## BEGIN

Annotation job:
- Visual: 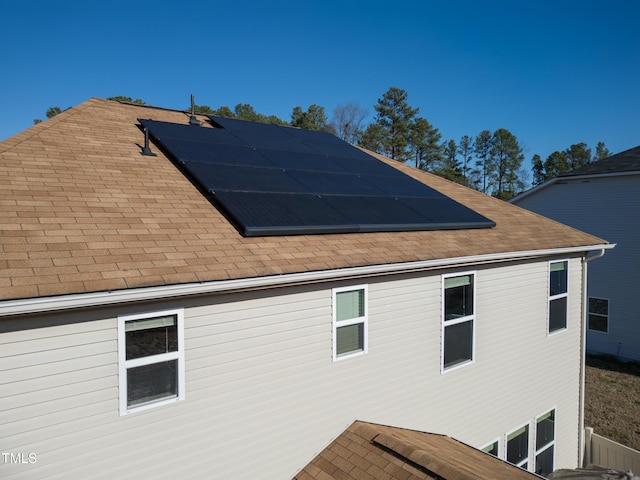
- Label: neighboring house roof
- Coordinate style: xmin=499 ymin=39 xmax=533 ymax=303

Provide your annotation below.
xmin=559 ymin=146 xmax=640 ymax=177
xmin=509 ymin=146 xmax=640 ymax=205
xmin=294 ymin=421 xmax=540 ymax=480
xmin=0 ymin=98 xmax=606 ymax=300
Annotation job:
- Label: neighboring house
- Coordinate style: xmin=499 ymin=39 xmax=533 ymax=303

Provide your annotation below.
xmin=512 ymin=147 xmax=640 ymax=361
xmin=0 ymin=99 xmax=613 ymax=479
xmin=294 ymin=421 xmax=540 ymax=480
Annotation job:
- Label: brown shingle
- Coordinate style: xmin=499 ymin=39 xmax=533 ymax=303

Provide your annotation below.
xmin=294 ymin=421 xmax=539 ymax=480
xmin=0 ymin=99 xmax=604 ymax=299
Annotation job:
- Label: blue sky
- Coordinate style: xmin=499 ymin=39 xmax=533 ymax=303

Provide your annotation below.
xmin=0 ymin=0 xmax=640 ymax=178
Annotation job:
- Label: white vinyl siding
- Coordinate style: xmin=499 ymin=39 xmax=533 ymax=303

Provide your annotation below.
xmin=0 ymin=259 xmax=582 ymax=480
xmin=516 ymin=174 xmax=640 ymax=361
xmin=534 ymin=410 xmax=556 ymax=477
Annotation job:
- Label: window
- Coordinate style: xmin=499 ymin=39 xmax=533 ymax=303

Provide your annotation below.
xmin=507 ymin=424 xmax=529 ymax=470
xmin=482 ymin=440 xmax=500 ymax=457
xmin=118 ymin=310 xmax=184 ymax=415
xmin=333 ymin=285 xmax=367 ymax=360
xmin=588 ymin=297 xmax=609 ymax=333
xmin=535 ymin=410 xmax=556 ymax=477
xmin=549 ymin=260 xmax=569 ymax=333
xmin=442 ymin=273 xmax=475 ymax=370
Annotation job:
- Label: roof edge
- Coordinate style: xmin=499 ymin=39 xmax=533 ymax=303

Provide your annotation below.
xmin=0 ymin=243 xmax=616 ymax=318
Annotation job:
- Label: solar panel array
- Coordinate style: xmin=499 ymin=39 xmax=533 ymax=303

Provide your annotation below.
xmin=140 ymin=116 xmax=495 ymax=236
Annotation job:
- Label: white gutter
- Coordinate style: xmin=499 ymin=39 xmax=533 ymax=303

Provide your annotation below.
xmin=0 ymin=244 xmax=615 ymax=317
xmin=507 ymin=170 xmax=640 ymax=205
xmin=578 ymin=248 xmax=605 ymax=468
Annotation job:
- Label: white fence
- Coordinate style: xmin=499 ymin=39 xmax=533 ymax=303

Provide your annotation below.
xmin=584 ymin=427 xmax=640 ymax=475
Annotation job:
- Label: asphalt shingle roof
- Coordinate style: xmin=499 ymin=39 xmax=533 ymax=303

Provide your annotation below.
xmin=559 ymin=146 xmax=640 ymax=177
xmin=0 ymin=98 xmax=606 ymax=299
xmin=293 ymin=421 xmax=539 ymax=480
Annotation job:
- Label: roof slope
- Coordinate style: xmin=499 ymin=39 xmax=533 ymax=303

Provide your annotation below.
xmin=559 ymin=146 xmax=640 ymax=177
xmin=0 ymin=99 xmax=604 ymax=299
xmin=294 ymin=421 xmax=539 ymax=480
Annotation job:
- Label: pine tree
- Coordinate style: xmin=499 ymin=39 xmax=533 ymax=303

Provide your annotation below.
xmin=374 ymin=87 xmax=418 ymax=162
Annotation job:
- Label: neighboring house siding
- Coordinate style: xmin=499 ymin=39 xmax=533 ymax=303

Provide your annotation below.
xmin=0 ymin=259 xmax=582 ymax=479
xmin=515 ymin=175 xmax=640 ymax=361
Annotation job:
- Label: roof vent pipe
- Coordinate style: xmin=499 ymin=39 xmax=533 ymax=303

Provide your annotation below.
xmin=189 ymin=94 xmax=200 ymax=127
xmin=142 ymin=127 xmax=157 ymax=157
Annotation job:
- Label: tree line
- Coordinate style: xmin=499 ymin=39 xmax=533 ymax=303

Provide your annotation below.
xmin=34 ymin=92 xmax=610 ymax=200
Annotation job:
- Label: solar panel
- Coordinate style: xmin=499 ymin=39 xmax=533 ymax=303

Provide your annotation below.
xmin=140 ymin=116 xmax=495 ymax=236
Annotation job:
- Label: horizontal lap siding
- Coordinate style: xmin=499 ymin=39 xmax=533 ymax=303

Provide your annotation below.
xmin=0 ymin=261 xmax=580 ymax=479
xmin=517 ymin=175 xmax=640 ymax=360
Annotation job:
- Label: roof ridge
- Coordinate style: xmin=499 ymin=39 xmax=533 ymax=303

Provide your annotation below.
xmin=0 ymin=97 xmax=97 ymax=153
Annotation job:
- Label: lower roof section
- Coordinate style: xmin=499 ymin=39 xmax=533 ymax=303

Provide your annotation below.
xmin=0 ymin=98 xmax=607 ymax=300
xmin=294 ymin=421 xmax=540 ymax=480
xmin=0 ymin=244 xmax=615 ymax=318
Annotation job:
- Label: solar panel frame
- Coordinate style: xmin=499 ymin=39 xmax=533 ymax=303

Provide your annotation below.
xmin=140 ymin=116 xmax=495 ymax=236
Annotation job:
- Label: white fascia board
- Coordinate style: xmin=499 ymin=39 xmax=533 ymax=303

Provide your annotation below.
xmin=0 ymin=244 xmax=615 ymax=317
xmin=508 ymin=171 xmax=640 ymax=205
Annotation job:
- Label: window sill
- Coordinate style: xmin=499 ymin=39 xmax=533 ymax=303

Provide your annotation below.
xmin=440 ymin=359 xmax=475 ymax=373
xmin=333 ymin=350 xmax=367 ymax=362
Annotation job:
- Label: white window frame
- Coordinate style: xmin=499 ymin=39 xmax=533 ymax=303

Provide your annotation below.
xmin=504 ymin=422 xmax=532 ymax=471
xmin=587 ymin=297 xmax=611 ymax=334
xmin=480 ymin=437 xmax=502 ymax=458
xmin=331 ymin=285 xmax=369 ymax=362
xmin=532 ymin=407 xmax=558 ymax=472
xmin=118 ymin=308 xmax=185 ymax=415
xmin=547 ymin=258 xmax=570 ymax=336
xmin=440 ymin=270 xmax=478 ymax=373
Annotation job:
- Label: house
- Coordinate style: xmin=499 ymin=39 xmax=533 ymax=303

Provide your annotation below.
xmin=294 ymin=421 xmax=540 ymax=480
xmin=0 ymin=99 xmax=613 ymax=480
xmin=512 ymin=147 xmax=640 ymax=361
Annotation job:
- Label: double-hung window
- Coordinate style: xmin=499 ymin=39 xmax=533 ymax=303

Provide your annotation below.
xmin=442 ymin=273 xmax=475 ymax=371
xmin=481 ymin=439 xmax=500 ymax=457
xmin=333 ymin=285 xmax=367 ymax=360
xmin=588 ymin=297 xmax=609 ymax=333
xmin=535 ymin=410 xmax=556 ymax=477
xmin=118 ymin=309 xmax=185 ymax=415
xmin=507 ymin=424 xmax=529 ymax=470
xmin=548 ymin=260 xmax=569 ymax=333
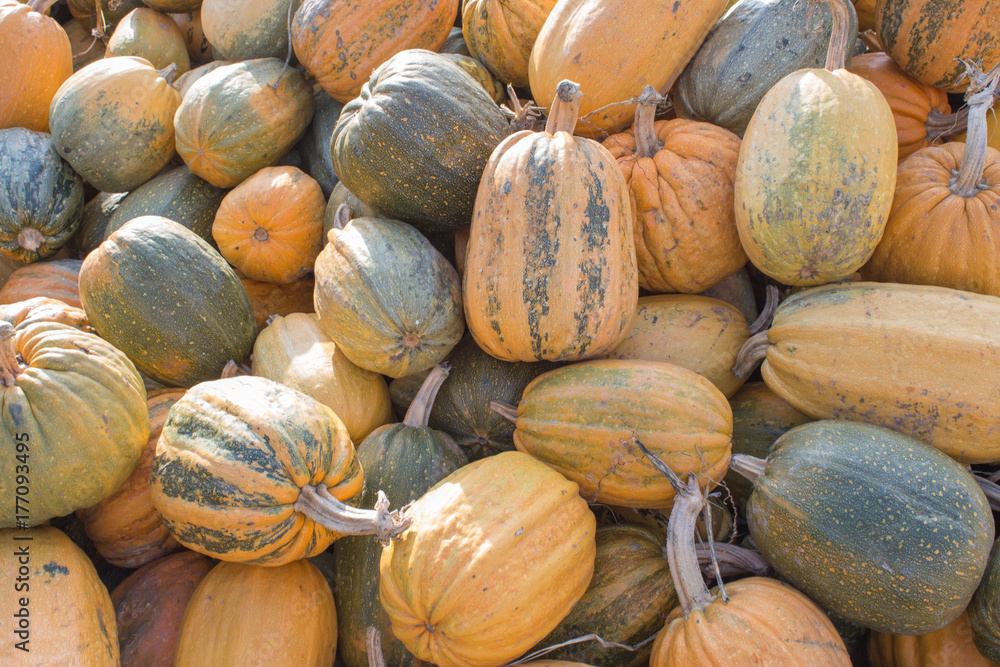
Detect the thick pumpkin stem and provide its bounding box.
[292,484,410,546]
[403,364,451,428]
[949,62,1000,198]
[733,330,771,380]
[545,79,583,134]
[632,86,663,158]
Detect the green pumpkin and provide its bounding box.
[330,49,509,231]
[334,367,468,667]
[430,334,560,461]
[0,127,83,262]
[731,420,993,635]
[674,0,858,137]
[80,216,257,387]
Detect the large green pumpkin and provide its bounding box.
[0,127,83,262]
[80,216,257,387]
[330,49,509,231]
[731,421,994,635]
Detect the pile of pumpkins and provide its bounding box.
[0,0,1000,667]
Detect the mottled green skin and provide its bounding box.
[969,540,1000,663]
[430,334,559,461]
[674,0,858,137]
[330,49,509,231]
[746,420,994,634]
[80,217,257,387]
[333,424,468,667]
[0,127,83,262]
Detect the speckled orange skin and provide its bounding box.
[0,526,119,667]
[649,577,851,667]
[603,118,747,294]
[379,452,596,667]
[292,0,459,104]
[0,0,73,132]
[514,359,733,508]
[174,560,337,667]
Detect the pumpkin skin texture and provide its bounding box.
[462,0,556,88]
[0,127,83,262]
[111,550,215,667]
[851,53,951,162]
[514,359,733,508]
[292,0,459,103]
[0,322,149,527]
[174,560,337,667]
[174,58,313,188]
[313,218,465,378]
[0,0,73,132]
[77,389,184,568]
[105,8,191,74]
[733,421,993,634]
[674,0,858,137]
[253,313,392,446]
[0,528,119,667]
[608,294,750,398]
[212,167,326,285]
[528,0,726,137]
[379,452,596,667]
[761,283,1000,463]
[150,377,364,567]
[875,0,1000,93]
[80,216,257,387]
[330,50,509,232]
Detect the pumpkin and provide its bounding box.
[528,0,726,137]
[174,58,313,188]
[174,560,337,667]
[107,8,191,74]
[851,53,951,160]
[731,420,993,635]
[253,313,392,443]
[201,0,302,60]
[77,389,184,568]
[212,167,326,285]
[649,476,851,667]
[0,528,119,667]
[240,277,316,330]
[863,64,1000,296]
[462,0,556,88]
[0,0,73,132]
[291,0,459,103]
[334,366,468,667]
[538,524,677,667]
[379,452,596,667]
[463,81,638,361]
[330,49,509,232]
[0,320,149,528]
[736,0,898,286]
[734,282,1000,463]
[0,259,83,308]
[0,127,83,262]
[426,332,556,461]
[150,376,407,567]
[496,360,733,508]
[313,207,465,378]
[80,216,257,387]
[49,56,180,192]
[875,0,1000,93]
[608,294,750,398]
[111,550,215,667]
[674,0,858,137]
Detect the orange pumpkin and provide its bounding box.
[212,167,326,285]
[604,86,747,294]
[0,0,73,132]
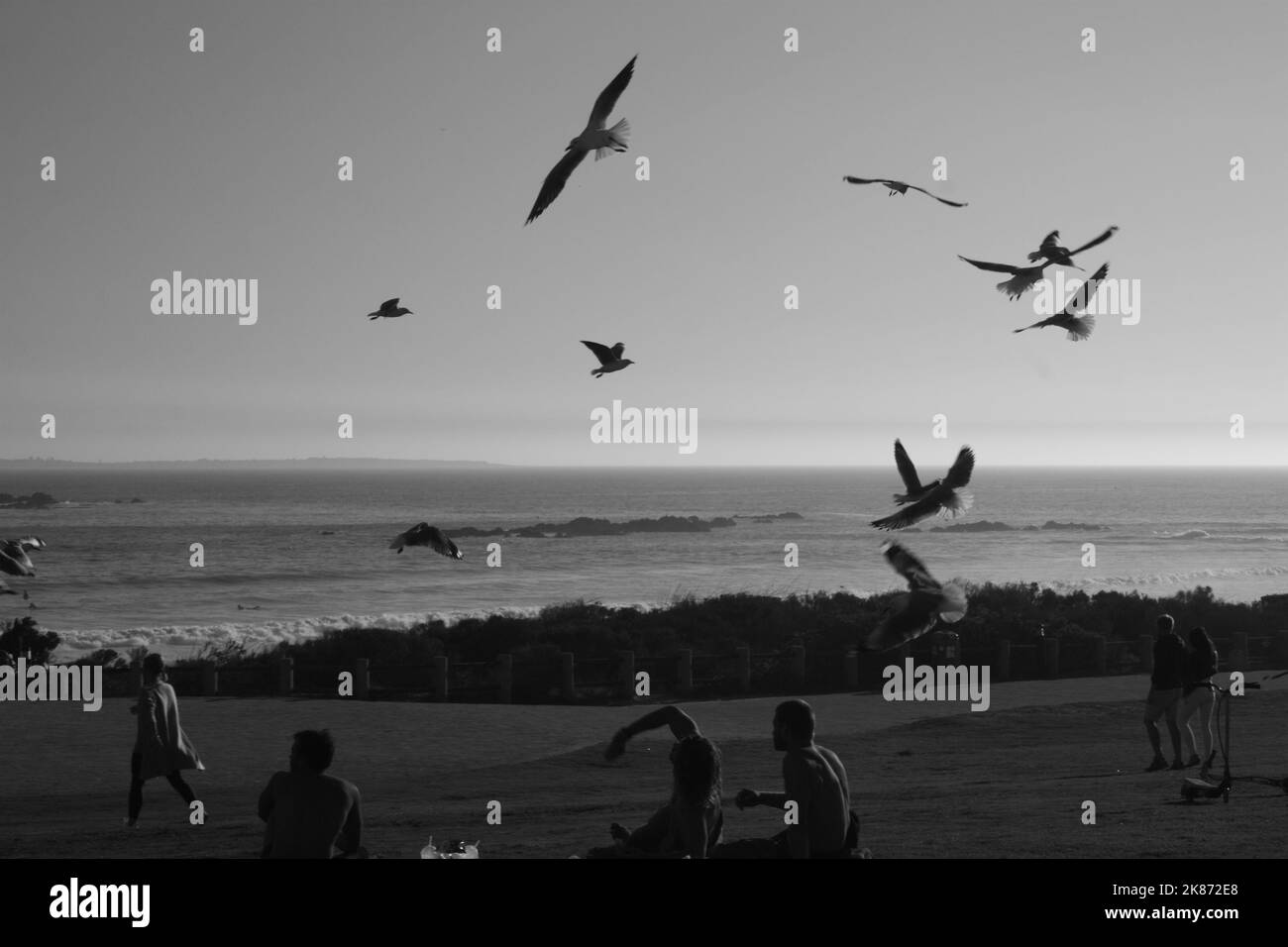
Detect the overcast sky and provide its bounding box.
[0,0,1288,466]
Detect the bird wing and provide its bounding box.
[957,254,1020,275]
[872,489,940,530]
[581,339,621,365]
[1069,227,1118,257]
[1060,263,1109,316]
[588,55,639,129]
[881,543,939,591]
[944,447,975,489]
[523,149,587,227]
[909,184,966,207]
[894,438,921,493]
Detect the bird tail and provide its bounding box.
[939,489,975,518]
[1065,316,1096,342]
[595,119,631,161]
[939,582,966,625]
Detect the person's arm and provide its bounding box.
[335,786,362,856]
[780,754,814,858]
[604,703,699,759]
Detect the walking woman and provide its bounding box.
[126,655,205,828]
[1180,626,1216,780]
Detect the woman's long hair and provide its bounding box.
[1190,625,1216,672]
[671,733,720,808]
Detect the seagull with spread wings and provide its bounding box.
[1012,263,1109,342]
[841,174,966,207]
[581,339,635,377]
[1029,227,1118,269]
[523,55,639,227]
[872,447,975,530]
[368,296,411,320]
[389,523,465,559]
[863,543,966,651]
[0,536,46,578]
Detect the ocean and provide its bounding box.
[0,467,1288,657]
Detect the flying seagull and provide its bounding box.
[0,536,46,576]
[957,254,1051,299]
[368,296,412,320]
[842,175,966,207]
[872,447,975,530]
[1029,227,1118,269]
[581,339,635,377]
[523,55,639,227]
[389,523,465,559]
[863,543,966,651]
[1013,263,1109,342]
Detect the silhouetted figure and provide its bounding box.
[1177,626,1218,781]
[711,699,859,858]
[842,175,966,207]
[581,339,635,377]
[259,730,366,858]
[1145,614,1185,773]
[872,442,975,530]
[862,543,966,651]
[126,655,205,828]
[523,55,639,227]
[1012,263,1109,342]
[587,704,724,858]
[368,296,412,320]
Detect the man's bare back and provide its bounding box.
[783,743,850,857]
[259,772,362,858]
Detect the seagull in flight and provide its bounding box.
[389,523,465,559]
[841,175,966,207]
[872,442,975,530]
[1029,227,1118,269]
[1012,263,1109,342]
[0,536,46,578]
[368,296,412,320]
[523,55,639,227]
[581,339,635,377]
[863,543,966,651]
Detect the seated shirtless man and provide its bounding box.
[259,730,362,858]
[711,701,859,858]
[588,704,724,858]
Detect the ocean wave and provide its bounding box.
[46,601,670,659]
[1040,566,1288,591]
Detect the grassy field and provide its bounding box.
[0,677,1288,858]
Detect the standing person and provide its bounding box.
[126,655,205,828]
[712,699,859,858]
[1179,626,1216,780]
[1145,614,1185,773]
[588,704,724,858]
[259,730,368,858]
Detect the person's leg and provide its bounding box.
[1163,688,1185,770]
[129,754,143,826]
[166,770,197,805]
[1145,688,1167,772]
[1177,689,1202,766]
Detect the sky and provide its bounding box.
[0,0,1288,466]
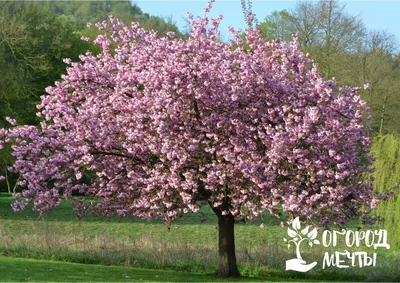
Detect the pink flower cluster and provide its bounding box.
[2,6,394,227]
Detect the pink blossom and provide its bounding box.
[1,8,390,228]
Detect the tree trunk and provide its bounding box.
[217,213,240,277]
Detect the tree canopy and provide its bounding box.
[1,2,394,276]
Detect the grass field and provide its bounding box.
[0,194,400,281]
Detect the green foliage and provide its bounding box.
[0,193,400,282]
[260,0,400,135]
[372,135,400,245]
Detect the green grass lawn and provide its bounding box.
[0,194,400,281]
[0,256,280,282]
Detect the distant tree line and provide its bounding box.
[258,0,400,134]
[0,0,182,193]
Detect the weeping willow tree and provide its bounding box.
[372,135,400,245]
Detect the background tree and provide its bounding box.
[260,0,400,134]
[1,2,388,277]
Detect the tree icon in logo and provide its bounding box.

## END

The exercise: Reproduce verbatim the stretch of the material from the line containing "Detect the green grass" through the final line of the material, with both ends included.

The answer:
Detect the green grass lawn and provide its bounding box.
[0,194,400,281]
[0,256,280,282]
Detect the distant tree line and provide its bounding box.
[258,0,400,134]
[0,0,182,193]
Detect the weeping willow tree and provide its bounding box.
[372,135,400,245]
Detect the background tree and provide its bounding box.
[260,0,400,134]
[1,2,388,277]
Detect the tree icon in logo and provide its bounding box.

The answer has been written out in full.